++++ Dataset entries

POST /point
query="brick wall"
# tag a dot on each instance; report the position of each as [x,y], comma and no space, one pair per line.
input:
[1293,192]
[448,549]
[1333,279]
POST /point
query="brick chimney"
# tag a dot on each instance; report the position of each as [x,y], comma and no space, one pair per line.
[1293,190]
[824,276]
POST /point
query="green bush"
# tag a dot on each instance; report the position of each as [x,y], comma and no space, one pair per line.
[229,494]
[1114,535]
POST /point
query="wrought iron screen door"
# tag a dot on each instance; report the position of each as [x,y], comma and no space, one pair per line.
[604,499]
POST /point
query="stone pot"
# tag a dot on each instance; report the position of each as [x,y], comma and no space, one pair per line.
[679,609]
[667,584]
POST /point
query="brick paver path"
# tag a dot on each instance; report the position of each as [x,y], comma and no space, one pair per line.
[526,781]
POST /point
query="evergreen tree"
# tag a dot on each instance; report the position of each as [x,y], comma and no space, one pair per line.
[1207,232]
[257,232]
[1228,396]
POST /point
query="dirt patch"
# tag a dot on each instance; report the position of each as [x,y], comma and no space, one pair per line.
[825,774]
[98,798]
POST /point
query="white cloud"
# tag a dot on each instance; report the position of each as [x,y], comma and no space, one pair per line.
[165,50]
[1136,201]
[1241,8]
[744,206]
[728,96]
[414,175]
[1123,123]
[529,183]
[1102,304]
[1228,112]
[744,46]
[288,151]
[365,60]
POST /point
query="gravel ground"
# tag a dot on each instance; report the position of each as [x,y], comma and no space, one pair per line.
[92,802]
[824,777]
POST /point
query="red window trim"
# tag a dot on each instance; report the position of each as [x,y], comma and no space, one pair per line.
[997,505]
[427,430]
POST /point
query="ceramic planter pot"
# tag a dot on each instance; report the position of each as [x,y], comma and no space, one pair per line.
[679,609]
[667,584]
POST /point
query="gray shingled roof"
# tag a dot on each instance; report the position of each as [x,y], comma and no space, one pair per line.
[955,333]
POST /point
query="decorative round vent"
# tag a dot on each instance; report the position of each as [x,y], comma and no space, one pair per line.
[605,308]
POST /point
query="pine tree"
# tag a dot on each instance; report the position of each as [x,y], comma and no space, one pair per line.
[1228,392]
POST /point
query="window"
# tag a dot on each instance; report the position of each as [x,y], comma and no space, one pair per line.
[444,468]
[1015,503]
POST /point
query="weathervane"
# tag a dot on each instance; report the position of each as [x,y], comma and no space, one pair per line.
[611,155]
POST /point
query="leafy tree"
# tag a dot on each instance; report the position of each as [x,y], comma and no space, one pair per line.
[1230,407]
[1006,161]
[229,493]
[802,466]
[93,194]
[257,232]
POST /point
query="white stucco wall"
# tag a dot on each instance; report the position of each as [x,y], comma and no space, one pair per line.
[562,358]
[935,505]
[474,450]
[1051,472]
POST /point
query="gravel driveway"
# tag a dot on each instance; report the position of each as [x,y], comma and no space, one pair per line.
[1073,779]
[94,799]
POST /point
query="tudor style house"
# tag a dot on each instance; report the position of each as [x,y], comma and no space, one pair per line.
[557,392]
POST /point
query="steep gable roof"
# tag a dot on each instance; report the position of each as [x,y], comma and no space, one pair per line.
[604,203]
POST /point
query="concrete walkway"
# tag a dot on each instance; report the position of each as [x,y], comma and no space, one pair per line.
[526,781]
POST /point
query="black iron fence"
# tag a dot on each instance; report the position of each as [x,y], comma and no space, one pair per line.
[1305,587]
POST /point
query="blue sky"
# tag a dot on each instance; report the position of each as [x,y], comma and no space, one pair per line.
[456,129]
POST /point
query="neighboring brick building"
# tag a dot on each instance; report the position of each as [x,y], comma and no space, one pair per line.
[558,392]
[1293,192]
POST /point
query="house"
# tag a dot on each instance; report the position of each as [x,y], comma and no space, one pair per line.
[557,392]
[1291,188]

++++++++

Go through the material and report each line that holds the string "white".

query="white cloud"
query="white stucco wall"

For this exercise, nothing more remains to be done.